WHAT NEEDS TO BE DONE: From the line holding "Target: child in crowd" through the line holding "A point set on every instance of the woman in black" below, write out every line exactly; include both of those lines and drop the pictures.

[Collected data entries]
+---+

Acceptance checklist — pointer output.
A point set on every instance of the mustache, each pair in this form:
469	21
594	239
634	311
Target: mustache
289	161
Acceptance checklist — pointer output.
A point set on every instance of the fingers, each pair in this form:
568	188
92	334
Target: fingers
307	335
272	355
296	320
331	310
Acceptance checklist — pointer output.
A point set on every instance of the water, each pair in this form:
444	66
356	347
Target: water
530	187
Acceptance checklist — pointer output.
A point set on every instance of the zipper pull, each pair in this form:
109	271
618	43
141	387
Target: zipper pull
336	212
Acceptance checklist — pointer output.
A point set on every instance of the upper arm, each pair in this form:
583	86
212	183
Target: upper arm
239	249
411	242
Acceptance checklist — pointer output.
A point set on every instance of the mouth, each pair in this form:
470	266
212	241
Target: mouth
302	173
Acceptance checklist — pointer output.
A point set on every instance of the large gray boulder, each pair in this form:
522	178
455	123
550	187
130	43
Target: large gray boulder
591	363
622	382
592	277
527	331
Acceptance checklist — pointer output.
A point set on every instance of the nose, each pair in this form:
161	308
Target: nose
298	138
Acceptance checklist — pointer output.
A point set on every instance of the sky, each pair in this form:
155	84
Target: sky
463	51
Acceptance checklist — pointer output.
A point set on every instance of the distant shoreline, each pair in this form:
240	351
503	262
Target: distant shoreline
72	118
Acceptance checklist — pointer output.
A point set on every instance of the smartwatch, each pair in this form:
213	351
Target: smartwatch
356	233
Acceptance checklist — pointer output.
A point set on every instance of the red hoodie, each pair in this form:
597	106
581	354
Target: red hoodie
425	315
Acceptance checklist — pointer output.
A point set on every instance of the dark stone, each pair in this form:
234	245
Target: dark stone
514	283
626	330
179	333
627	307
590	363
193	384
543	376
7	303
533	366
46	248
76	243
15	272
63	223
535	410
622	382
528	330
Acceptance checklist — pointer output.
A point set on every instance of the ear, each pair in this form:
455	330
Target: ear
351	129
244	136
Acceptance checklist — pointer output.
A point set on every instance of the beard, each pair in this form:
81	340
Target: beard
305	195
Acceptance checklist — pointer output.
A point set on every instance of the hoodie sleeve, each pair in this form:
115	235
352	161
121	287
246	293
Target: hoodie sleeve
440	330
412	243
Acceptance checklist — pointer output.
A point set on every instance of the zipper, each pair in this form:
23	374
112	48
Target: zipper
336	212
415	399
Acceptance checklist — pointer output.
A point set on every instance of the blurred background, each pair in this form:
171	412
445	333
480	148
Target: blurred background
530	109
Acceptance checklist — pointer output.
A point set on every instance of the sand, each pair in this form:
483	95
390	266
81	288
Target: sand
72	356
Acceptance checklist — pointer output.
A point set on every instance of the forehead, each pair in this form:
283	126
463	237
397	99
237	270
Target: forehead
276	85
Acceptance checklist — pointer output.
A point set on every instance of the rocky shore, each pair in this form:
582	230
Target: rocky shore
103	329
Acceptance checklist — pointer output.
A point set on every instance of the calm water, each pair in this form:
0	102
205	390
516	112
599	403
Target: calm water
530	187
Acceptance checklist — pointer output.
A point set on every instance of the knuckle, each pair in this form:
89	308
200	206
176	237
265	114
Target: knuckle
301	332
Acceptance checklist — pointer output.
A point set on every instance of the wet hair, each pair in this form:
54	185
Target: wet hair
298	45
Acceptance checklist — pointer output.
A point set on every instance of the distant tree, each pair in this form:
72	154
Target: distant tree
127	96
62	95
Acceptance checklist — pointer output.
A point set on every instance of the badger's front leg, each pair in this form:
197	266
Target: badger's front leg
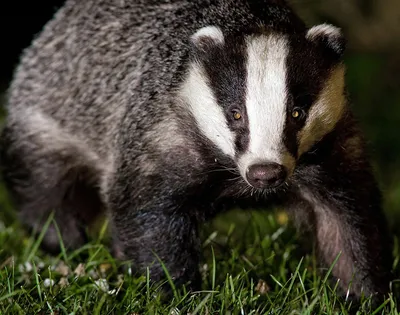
152	227
340	201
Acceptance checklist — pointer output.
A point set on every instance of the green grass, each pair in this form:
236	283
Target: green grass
253	265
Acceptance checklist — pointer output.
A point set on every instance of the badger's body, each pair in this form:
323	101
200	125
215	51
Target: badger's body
164	113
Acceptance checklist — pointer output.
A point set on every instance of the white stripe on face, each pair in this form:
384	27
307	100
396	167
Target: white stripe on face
210	117
266	102
326	111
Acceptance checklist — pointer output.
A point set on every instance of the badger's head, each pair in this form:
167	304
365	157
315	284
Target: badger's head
265	99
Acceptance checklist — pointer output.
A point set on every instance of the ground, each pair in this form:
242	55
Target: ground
255	264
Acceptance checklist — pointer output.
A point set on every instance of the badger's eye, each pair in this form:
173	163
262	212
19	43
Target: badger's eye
297	113
237	115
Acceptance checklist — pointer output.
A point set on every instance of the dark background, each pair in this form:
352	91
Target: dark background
372	28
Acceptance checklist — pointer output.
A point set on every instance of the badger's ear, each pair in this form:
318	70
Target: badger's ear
207	37
328	36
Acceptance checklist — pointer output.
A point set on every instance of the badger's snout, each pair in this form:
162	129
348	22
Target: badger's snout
266	175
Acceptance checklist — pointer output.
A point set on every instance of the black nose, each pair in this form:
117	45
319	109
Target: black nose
267	175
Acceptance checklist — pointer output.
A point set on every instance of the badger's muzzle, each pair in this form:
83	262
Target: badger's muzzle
266	175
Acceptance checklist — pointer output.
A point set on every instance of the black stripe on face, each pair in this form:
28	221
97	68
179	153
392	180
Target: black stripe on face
308	68
225	66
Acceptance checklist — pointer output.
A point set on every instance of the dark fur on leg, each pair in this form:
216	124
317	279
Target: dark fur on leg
342	201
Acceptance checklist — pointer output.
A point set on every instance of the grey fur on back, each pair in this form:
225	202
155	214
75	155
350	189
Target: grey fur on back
97	65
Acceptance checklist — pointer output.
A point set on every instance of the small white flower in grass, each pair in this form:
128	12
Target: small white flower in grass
113	292
174	311
40	265
48	282
102	284
26	267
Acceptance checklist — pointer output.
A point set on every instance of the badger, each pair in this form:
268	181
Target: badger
164	113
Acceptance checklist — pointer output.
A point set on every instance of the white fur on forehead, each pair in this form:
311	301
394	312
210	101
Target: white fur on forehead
208	35
197	94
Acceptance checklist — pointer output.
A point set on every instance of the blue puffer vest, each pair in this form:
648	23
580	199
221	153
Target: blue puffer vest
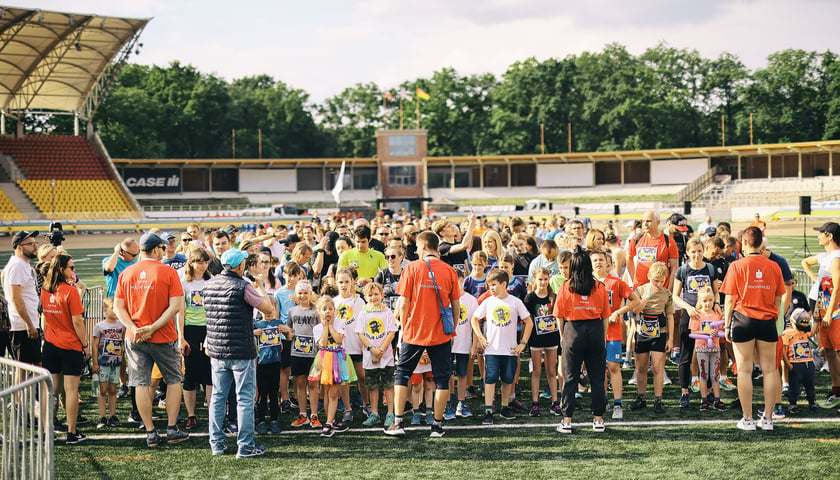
230	320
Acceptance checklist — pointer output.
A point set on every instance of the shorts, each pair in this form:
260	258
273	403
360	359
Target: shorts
499	366
62	361
301	366
142	357
614	351
25	349
460	363
745	329
379	377
109	374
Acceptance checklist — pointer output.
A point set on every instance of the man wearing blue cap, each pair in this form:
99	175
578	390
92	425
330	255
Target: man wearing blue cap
148	296
229	301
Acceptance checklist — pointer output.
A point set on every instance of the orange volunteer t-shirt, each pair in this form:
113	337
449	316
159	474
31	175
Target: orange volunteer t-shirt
146	288
59	309
754	282
617	292
571	306
423	325
649	251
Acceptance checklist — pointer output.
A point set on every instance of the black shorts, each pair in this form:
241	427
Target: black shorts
25	349
745	329
61	361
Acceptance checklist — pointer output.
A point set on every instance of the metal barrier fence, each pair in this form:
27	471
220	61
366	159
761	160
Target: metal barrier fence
26	427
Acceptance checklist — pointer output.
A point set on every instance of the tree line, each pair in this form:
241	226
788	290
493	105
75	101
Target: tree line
614	100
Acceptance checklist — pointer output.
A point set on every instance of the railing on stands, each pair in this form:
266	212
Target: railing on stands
26	429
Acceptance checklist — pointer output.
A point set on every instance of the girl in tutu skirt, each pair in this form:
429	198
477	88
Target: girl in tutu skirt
332	367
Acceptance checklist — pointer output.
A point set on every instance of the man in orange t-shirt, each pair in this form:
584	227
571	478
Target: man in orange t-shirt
422	330
148	296
754	287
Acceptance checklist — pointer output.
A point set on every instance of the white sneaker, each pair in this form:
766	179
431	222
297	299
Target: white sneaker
746	424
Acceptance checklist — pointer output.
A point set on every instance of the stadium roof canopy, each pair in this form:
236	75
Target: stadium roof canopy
61	62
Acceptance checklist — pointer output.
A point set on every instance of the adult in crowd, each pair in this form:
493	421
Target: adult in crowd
229	303
65	341
823	300
583	311
125	254
148	297
422	330
20	287
754	289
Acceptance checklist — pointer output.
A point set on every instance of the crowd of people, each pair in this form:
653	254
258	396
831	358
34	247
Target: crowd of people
285	319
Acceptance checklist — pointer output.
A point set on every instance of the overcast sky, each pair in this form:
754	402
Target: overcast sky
324	46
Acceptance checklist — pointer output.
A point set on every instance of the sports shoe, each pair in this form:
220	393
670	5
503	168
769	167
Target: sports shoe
301	421
176	435
372	420
507	413
449	412
488	418
74	438
746	424
314	422
248	452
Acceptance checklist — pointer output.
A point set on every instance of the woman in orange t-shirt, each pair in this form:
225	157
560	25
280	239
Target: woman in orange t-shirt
65	341
583	310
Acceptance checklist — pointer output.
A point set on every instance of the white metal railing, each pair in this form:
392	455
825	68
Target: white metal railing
26	427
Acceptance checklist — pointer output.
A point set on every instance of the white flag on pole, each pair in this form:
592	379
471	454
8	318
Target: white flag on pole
339	185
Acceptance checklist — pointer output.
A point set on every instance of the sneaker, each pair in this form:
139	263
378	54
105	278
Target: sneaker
314	422
507	413
176	435
301	421
262	428
248	452
192	424
638	404
74	438
372	420
153	439
746	424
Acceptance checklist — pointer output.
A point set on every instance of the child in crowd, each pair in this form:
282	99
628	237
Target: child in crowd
108	337
375	329
333	369
501	313
348	306
302	319
707	322
799	359
653	334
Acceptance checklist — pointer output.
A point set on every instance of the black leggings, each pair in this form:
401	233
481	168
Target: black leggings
268	382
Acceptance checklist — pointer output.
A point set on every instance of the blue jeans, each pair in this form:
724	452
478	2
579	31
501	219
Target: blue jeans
244	374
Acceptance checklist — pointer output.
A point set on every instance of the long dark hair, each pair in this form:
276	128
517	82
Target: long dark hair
54	277
582	282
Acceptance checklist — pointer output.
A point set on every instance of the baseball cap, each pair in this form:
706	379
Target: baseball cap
150	241
22	235
830	227
233	258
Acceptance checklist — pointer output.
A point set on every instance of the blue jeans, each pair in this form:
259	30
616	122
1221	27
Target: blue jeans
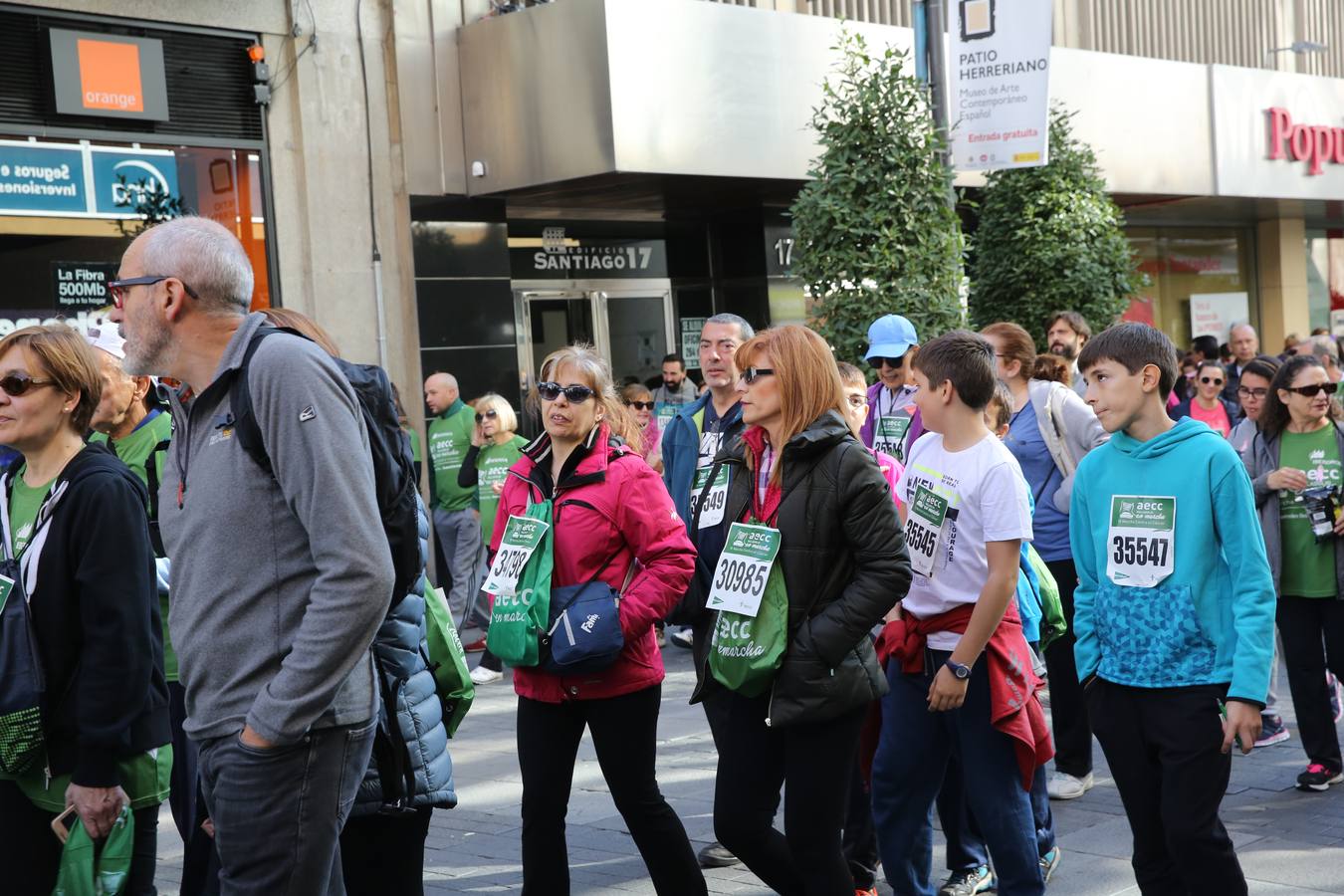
909	772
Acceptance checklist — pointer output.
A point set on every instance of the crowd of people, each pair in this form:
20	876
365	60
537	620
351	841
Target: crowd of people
879	584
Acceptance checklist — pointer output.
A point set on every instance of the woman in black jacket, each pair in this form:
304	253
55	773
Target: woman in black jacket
74	518
841	555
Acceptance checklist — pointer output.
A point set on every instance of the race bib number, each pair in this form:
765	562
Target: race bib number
924	530
744	568
711	510
890	434
521	539
1140	546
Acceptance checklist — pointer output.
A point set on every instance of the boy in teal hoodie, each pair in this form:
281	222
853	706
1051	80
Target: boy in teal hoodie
1174	611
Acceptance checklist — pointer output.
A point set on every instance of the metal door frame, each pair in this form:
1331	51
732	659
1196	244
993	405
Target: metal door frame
598	295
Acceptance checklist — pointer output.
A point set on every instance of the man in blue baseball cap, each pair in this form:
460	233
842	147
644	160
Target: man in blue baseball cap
891	425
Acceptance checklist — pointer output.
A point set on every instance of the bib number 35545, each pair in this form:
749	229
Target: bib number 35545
1141	541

+---+

RESULT BELOW:
Target: child in crowd
108	337
375	329
333	369
501	313
348	306
302	319
707	322
799	359
653	334
Acceptance checklist — pointer output.
A point set on every instance of the black leggings, each pair in this form:
401	233
481	168
Target: black leggings
268	382
Acceptance checklist — pointer output.
A point set on every instance of the blue jeans, each pair in this form:
724	452
478	2
579	31
501	219
Target: blue jeans
244	374
Acceptance checklist — pointer output.
A point set on every instance of the long dark hair, each pair in this form:
276	128
517	82
Target: long dark hair
54	277
582	282
Acceptance checklist — pointer output.
A point set on every instance of the baseball cap, each pair in this form:
706	379
Target: baseball cap
150	241
22	235
830	227
233	258
Acceptance checklist — pointer output.
A point set on every instance of the blue jeans, each pair in this form:
259	30
616	122
1221	27
Target: blue jeans
909	772
Acceptance checklist — pointer output.
A point set on every instance of the crowd of people, each pair in this form:
20	876
365	60
537	620
351	841
Target: crowd of people
879	584
Acceptance checklist — pointer output.
A point set on every instance of the woman in black jacket, each pair in this form:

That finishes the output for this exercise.